WORK TO BE COMPLETED. Count the lines in the records below that contain the word "blue", treating uppercase and lowercase as different. Reply with the number alone.

SUPPLIED INFORMATION.
[Begin]
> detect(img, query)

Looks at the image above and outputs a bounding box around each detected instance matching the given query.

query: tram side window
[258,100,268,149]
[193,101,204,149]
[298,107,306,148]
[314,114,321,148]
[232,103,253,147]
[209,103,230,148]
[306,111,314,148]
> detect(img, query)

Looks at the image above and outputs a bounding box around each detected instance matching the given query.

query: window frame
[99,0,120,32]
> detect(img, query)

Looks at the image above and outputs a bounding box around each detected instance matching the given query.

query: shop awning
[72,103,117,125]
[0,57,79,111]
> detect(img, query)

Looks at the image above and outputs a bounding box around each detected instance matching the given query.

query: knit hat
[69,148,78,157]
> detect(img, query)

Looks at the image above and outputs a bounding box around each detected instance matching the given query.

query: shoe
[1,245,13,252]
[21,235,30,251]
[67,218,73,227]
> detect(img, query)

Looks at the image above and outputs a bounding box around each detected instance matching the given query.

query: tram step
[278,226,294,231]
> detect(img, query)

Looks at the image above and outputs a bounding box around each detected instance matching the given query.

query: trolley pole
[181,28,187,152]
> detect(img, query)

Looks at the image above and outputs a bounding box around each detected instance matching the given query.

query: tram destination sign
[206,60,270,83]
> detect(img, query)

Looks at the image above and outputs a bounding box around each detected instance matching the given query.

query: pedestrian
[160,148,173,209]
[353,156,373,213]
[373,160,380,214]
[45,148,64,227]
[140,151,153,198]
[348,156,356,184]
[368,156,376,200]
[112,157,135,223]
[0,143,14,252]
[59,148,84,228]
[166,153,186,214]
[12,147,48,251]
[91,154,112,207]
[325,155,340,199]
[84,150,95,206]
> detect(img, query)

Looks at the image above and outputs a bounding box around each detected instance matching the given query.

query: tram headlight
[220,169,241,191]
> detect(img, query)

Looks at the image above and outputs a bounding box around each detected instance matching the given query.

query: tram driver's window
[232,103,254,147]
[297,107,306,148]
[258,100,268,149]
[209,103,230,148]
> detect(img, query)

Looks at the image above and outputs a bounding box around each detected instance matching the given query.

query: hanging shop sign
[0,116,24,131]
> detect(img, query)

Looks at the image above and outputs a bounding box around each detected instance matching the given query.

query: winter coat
[End]
[Begin]
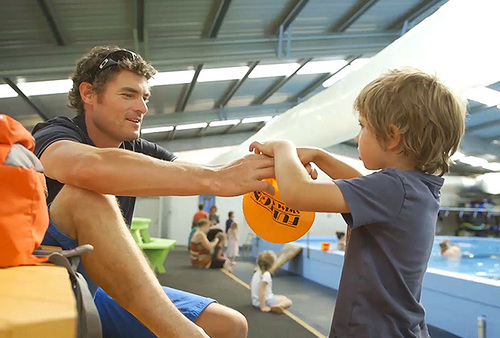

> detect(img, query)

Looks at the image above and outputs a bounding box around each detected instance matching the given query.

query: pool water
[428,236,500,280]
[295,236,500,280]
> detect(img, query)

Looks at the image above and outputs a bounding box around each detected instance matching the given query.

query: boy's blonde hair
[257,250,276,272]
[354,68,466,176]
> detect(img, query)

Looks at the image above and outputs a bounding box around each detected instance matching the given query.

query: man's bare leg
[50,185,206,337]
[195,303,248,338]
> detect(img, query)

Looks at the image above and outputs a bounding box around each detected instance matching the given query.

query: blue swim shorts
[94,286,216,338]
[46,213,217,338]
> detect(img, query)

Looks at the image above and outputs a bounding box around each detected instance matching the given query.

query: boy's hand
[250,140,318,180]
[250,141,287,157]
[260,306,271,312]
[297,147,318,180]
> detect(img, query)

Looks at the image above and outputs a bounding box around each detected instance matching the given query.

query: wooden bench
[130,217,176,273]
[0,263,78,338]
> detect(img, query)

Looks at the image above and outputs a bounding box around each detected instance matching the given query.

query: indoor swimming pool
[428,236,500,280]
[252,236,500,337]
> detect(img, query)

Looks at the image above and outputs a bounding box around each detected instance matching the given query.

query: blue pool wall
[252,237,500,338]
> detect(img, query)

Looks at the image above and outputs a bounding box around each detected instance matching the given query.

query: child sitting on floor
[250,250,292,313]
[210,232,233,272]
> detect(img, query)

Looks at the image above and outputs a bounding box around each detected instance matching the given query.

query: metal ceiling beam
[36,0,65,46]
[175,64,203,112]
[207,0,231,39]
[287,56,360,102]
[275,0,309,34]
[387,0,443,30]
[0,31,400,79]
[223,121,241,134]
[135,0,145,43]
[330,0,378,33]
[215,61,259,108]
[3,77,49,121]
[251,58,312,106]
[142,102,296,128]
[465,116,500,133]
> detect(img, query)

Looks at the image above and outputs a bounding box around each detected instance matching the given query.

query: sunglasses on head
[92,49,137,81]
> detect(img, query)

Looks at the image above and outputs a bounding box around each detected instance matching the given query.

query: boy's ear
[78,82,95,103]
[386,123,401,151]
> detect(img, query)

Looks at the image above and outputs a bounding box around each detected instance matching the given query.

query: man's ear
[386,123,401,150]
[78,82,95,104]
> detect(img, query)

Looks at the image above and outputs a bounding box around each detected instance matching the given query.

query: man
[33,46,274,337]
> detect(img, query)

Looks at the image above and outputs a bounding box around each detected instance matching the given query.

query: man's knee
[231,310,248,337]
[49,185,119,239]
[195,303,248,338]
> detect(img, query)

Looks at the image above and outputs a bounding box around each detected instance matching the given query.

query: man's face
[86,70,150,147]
[End]
RESULT. 2